» HOW TO COMPLETE THIS TASK: Every entry in the following listing must be restated word for word, though not its pictures.

::::

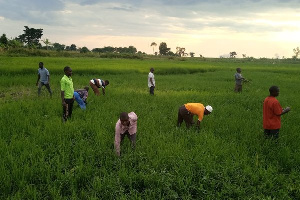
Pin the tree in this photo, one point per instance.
(180, 51)
(73, 47)
(58, 47)
(31, 37)
(154, 45)
(3, 41)
(15, 43)
(232, 54)
(163, 48)
(296, 52)
(46, 42)
(84, 50)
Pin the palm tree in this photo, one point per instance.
(154, 45)
(46, 42)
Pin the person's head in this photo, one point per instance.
(86, 88)
(41, 65)
(124, 118)
(208, 110)
(274, 91)
(68, 71)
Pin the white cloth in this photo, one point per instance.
(151, 75)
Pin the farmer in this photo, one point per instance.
(43, 79)
(187, 111)
(238, 80)
(98, 83)
(151, 81)
(272, 112)
(81, 97)
(67, 93)
(125, 126)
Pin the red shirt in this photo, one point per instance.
(271, 113)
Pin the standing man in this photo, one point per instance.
(272, 112)
(67, 93)
(98, 83)
(81, 97)
(151, 81)
(187, 111)
(238, 80)
(126, 125)
(43, 79)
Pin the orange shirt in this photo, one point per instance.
(196, 109)
(271, 113)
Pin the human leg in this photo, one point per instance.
(132, 139)
(152, 90)
(39, 88)
(68, 108)
(95, 88)
(180, 118)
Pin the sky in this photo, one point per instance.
(212, 28)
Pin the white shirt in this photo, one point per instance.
(151, 75)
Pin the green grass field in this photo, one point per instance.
(42, 158)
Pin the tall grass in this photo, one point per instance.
(42, 158)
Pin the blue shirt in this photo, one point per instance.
(44, 73)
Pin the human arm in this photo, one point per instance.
(37, 82)
(117, 138)
(198, 125)
(151, 81)
(62, 94)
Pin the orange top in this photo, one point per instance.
(271, 113)
(196, 109)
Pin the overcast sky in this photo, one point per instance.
(258, 28)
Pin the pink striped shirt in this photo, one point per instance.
(120, 129)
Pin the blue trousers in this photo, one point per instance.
(79, 101)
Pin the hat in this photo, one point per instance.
(208, 108)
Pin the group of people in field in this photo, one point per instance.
(127, 122)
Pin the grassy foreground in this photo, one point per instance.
(42, 158)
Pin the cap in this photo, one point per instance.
(208, 108)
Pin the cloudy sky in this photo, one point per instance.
(258, 28)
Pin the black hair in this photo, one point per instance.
(273, 89)
(66, 68)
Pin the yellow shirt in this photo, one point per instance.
(196, 109)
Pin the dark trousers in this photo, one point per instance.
(67, 110)
(152, 90)
(46, 85)
(132, 138)
(184, 114)
(271, 133)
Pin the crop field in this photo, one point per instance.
(229, 158)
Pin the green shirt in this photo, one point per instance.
(66, 85)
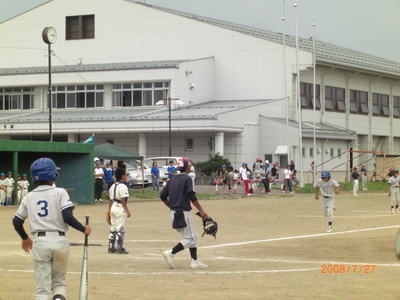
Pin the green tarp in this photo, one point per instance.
(109, 151)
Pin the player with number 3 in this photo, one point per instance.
(50, 212)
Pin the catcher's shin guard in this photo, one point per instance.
(120, 238)
(111, 240)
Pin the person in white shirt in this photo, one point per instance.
(287, 183)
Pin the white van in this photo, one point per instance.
(164, 162)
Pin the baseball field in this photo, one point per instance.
(267, 247)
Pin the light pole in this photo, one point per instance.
(167, 101)
(49, 36)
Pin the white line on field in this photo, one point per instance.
(377, 216)
(178, 273)
(297, 237)
(302, 261)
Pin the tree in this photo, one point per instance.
(212, 164)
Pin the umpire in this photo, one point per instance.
(177, 195)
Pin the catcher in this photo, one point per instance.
(177, 195)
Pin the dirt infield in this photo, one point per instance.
(273, 247)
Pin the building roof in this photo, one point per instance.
(322, 130)
(325, 53)
(209, 110)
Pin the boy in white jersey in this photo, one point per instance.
(394, 191)
(2, 190)
(50, 212)
(328, 188)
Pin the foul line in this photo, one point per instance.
(297, 237)
(176, 273)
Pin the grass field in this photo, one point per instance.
(267, 247)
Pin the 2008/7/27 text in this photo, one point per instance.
(343, 269)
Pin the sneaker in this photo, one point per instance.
(196, 264)
(121, 251)
(168, 257)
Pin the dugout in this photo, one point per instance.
(74, 159)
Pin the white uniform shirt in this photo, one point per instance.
(24, 184)
(121, 192)
(394, 182)
(44, 206)
(243, 172)
(8, 182)
(327, 187)
(287, 173)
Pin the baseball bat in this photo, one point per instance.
(83, 289)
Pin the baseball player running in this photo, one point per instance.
(328, 188)
(394, 191)
(177, 195)
(118, 208)
(50, 212)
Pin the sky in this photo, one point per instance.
(368, 26)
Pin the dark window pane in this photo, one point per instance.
(328, 104)
(80, 100)
(71, 101)
(126, 98)
(72, 28)
(90, 99)
(340, 94)
(88, 27)
(340, 106)
(99, 99)
(26, 101)
(60, 100)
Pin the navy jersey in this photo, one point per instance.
(177, 191)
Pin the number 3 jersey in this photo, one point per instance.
(44, 206)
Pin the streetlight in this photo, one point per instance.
(167, 101)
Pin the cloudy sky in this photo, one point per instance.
(369, 26)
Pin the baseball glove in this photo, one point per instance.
(210, 226)
(108, 218)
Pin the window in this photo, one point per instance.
(358, 102)
(334, 99)
(80, 27)
(79, 96)
(307, 96)
(17, 98)
(189, 144)
(380, 105)
(138, 93)
(396, 107)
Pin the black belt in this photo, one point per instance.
(43, 233)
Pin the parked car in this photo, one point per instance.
(135, 177)
(164, 162)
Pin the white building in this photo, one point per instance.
(113, 60)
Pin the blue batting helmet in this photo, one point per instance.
(326, 174)
(44, 169)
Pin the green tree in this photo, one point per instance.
(212, 164)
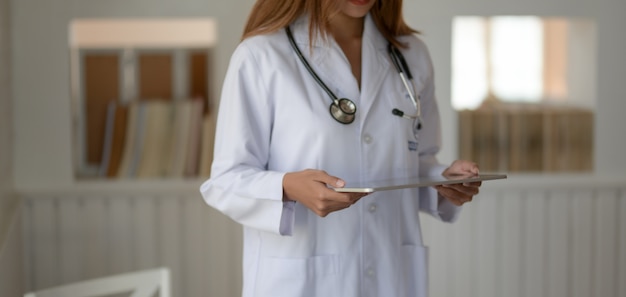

::::

» ANSWER BOX:
Pin the tree in this photo, one point per instance.
(180, 51)
(73, 47)
(58, 47)
(31, 37)
(154, 45)
(3, 41)
(15, 43)
(232, 54)
(163, 48)
(296, 52)
(46, 42)
(84, 50)
Pin the palm tree in this photo, one point per instance.
(154, 45)
(46, 42)
Pin the person's head in this photo, one point per instance.
(86, 88)
(41, 65)
(124, 118)
(208, 110)
(274, 91)
(68, 71)
Pin the white cloth in this photo, one point per instance.
(151, 75)
Pin the farmer in this photo, one point per instance.
(43, 79)
(187, 111)
(238, 80)
(98, 83)
(151, 81)
(272, 112)
(81, 97)
(67, 93)
(125, 126)
Pin the red shirt in this photo, one point per instance.
(271, 113)
Pin the standing man in this photo, one point per instance.
(272, 112)
(67, 93)
(98, 83)
(81, 97)
(151, 81)
(187, 111)
(238, 80)
(126, 125)
(43, 79)
Pin the orange shirt in this photo, one point per instance.
(196, 109)
(271, 113)
Pin the human leg in this photo, one point per instance.
(132, 139)
(152, 90)
(39, 88)
(68, 108)
(95, 88)
(180, 118)
Pin the sky in this photo, one point per instance.
(212, 28)
Pin the white shirt in this photo, one point per instance.
(151, 75)
Pin the green grass field in this photo, one point per instance.
(42, 158)
Pin the tall grass in this photo, one point per instance.
(42, 158)
Pin the blue shirt in this photo, one point per instance.
(44, 73)
Pin the human arm in this photo, one point per instance.
(37, 82)
(117, 138)
(198, 125)
(151, 81)
(62, 94)
Pin the orange top in this photo, one point per instance.
(271, 113)
(196, 109)
Pin the overcast sky in this photo, one point per instance.
(258, 28)
Pin the pink striped shirt in this photo, one point per instance.
(120, 129)
Pin the blue trousers in this photo, one point per instance.
(79, 101)
Pin the hat in this photo, one point per instance.
(208, 108)
Pin the group of people in field in this photo, one point per instance.
(127, 122)
Pin the grassy foreground in this photo, one point per instance.
(42, 158)
Pin the cap in this photo, one point per instance.
(208, 108)
Pin the cloudy sky in this photo, one point per instance.
(258, 28)
Pin the black hair in this photo, one point per instance.
(273, 89)
(66, 68)
Pin the yellow shirt in this photo, one point per instance.
(196, 109)
Pin the dark trousers in this photo, one point per instance.
(67, 110)
(152, 90)
(46, 85)
(132, 138)
(184, 114)
(271, 133)
Pin the crop field in this photo, one point per instance.
(229, 158)
Pin the green shirt in this photo, one point per instance.
(66, 85)
Pin the green tarp in this photo, one point per instance.
(109, 151)
Pin the player with number 3 in this photo, one point per instance.
(50, 212)
Pin the catcher's shin guard in this photo, one point per instance.
(120, 238)
(111, 240)
Pin the person in white shirt in this photo, one point per instance.
(287, 183)
Pin the white van in this photo, one point per instance.
(164, 162)
Pin the baseball field in this photo, one point per instance.
(267, 247)
Pin the light pole in this photo, one point per instance.
(167, 101)
(49, 36)
Pin the white line on field in this photo, one point per instance.
(377, 216)
(178, 273)
(297, 237)
(302, 261)
Pin the tree in this photo, one point per instance.
(212, 164)
Pin the umpire in this photo, one point per instance.
(177, 195)
Pin the catcher in this photo, one point per instance.
(177, 195)
Pin the dirt infield in this photo, one point per instance.
(273, 247)
Pin the building roof in this photo, one point per instance.
(322, 130)
(325, 53)
(209, 110)
Pin the boy in white jersey in this photo, one point per instance.
(394, 191)
(2, 190)
(50, 212)
(328, 188)
Pin the foul line in this photo, one point per instance.
(297, 237)
(176, 273)
Pin the grass field in this photo, one point per instance.
(267, 247)
Pin the 2008/7/27 text in this photo, one point per instance.
(343, 269)
Pin the sneaker in this photo, one point per instance.
(196, 264)
(121, 251)
(168, 257)
Pin the dugout in this photo, one point per instance.
(74, 159)
Pin the white uniform shirt in this photo, one point per instance.
(24, 184)
(121, 192)
(394, 182)
(44, 206)
(243, 172)
(8, 182)
(327, 187)
(287, 173)
Pin the baseball bat in this photo, one point per instance.
(83, 289)
Pin the baseball player running in this photo, one point per instance.
(328, 188)
(394, 191)
(177, 195)
(118, 208)
(50, 212)
Pin the sky in this photo, one point per instance.
(368, 26)
Pin the dark window pane in this photo, one point per instance.
(328, 104)
(80, 100)
(71, 101)
(126, 98)
(72, 28)
(90, 99)
(340, 94)
(88, 27)
(340, 106)
(99, 99)
(26, 101)
(60, 100)
Pin the navy jersey in this photo, one point per instance.
(177, 191)
Pin the number 3 jersey in this photo, one point per instance.
(44, 206)
Pin the streetlight in this photo, one point per instance.
(167, 101)
Pin the cloudy sky in this photo, one point per instance.
(369, 26)
Pin the baseball glove in this photo, one point per instance.
(210, 226)
(108, 218)
Pin the window in this photo, one point per instance.
(358, 102)
(334, 99)
(80, 27)
(79, 96)
(307, 96)
(17, 98)
(189, 144)
(380, 105)
(138, 93)
(396, 107)
Pin the black belt in this photo, one point per instance.
(43, 233)
Pin the parked car in this photo, one point per instance.
(135, 177)
(164, 162)
Pin the white building in this photo, one point per instance.
(113, 60)
Pin the blue batting helmet in this photo, one point per instance.
(326, 174)
(44, 169)
Pin the green tree in this photo, one point per instance.
(212, 164)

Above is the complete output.